◆ DIRECTION
Lay out all of the records below as a two-column CSV with the header record_text,answer and one row per record. Put each record's text and its answer in one quoted field apiece, turning line breaks into spaces.

Records from a collection
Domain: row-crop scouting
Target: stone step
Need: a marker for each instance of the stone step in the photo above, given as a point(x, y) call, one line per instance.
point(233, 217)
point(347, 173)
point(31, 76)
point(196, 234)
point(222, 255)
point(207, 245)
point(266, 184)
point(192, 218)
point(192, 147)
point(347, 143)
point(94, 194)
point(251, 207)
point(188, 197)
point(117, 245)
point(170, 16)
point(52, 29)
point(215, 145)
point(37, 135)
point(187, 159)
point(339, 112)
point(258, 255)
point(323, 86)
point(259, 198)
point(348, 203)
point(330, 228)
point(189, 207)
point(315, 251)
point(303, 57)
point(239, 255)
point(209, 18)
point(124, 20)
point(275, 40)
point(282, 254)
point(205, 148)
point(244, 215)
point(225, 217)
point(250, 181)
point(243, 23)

◆ SOLUTION TO THIS TASK
record_text,answer
"Domain: row-crop scouting Target: stone step Need: a marker for each instance of the stone step in the photo above, given as a point(x, y) call, one line per instance.","point(233, 217) point(347, 173) point(31, 76) point(196, 234) point(222, 255) point(207, 245) point(266, 184) point(192, 218) point(192, 147) point(347, 143) point(94, 194) point(251, 207) point(188, 197) point(117, 245) point(170, 16) point(52, 29) point(215, 145) point(37, 135) point(187, 159) point(339, 112) point(258, 255) point(323, 86) point(259, 198) point(348, 203) point(330, 228) point(189, 207) point(315, 251) point(303, 57) point(239, 255) point(209, 18) point(124, 20) point(275, 40) point(282, 254) point(205, 148) point(244, 215) point(225, 217) point(250, 181) point(243, 23)"